§ **About this exercise**
Count the lines below that include "Query". Only the number should be given.
Information shown section start
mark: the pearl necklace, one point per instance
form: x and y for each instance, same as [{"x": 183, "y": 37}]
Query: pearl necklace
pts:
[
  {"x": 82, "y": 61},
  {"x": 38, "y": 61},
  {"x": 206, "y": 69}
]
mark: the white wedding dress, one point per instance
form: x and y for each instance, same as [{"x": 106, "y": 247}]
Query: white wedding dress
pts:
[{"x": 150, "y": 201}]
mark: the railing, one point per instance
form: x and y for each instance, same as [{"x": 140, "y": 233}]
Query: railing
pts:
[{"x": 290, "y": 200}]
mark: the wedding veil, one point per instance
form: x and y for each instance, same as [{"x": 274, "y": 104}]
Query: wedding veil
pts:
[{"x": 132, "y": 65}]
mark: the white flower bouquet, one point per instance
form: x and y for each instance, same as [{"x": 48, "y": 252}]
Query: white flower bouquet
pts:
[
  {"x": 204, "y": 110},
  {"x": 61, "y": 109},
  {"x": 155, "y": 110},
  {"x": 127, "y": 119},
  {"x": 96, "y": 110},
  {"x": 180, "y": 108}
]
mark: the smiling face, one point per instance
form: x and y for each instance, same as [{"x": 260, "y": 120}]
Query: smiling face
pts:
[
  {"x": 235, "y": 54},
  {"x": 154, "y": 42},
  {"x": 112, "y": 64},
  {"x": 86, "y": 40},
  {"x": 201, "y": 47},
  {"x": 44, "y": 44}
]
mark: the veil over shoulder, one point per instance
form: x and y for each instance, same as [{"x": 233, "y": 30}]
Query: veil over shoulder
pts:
Information shown section end
§ **Solution for this task**
7